▸ Görev 1
Aşağıdaki kayıtlarda yer alan bütün satırları, boş satırları atlayarak numaralı bir liste hâline getirin.

▸ Alıntı metin
━━━━━━━━━━━━━━━━

İYİ Parti Sözcüsü Kürşad Zorlu, başörtüsü teklifi ile ilgili olarak " Genel İdare Kurulu'ndan çıkan eğilimi yansıtmak istiyorum. Burada iki önemli hususun altı çizildi. Bir, bu metin içerisinde riskli gördüğümüz, ileride problem yaratacağını düşündüğümüz bazı ifadeler var, bunun değiştirilmesi gerekmektedir. Bu ortak görüştür. Bununla birlikte çoğunluğun eğilimi ise bu konuda 'evet' yönündedir" açıklamasını yaptı.
Kürşad Zorlu, bugün parti genel merkezinde basın toplantısı düzenledi. Gündeme ilişkin değerlendirmelerde bulunan Zorlu, şunları söyledi:
"BU ANLAYIŞIN ÜLKEYE VEREBİLECEK BİR KATKISI KALMAMIŞ, PROJE FUKARALIĞI BAŞ GÖSTERMİŞTİR"
"Siyasi iktidarın plansız ve dayatmacı politikaları sayesinde sıkıntısız, dertsiz hiçbir sektör kalmamıştır. Hazine ve Maliye Bakanı Sayın Nebati'nin açıklamaları aslında maruz kaldığımız kötü yönetimin içler acısını halini özetlemektedir.
Diyor ki Sayın Nebati, '2022 en kötü yıl olarak tarihe geçecek. 100 milyar dolar dış ticaret açığı, 50 milyar dolar cari açık söz konusu. Ama çok şükür bu zor dönemi geride bırakıyoruz.' Bununla da yetinmiyor, ücret artışlarıyla ilgili 'Asgari ücretliye de memura da emekliye de ne verilse haklarıdır. Dar gelirliye, fakir fukaraya vermek bereket getirir.' Biz de diyoruz ki fukaralık bu milletin kaderi değildir! Bu anlayışın ülkeye verebilecek bir katkısı kalmamış, proje fukaralığı baş göstermiştir.
Bununla birlikte asgari ücretli sayısının yüzde 38 olduğu yönündeki beyan, teknik olarak bir veriye dayansa da gerçekliği yansıtmamaktadır. Öyle ki asgari ücretlinin eline geçen bu yıl aylık ortalama 4.877 TL. Asgari ücretin 1,05 katını alanın eline geçen aylık 5.070 TL, asgari ücretin 1,5 katını alanın eline geçen aylık ortalama 6.702 TL. Birinci kesimin çalışanlar içerisindeki oranı yüzde 45, ikincisi ise yüzde 68 düzeyindedir. Açlık sınırının ilk 11 aydaki ortalaması 6.150 TL. Bu arada Türkiye'deki ortalama kiralık konut ilan fiyatı Kasım ayında metrekare başına 62,2 TL. Yani 100 metrekare konutun kira ilan fiyatı 6.220 TL. Bu da şunu gösteriyor, vatandaşımızın yüzde 68'i ücretleri bugün kirayı karşılayamayacak duruma gelmiş. Fizyolojik, barınma ihtiyaçlarını bile vatandaşlarımız bu koşullarda karşılayamaz duruma gelmişlerdir. Türkiye asgari ücretli olma yolunda emin adımlarla, bu anlayış çerçevesinde ilerliyor.

━━━━━━━━━━━━━━━━

▸ Kayıtlar
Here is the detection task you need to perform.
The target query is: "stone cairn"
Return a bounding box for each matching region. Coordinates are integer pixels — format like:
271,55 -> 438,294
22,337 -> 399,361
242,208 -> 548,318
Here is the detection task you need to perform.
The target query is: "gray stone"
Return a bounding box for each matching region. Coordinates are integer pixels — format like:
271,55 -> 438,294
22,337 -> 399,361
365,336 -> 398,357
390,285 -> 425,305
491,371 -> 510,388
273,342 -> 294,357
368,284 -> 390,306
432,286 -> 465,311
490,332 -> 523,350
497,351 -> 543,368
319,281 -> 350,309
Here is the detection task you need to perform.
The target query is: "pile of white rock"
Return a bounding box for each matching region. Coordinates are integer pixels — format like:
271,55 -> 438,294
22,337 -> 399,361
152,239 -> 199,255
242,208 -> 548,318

━━━━━━━━━━━━━━━━

▸ Görev 2
Yukarıdaki alıntı metinde "Diyor ki Sayın Nebati" sözleriyle başlayan paragrafı, temel bilgilerini koruyarak kısa bir madde listesine dönüştürün.

▸ Nihai yanıt 1
1. Here is the detection task you need to perform.
2. The target query is: "stone cairn"
3. Return a bounding box for each matching region. Coordinates are integer pixels — format like:
4. 271,55 -> 438,294
5. 22,337 -> 399,361
6. 242,208 -> 548,318
7. Here is the detection task you need to perform.
8. The target query is: "gray stone"
9. Return a bounding box for each matching region. Coordinates are integer pixels — format like:
10. 271,55 -> 438,294
11. 22,337 -> 399,361
12. 365,336 -> 398,357
13. 390,285 -> 425,305
14. 491,371 -> 510,388
15. 273,342 -> 294,357
16. 368,284 -> 390,306
17. 432,286 -> 465,311
18. 490,332 -> 523,350
19. 497,351 -> 543,368
20. 319,281 -> 350,309
21. Here is the detection task you need to perform.
22. The target query is: "pile of white rock"
23. Return a bounding box for each matching region. Coordinates are integer pixels — format like:
24. 271,55 -> 438,294
25. 22,337 -> 399,361
26. 152,239 -> 199,255
27. 242,208 -> 548,318

▸ Nihai yanıt 2
- Nebati'ye göre 2022 en kötü yıl olarak tarihe geçecek. 100 milyar dolar dış ticaret açığı ve 50 milyar dolar cari açık söz konusu, ancak bu zor dönem geride bırakılıyor.
- Nebati, ücret artışları konusunda asgari ücretliye, memura ve emekliye ne verilse haklarının olduğunu söylüyor. Ona göre dar gelirliye ve fakir fukaraya vermek bereket getirir.
- Zorlu buna karşılık fukaralığın bu milletin kaderi olmadığını vurguluyor.
- Zorlu'ya göre bu anlayışın ülkeye verebileceği bir katkı kalmamış, proje fukaralığı baş göstermiştir.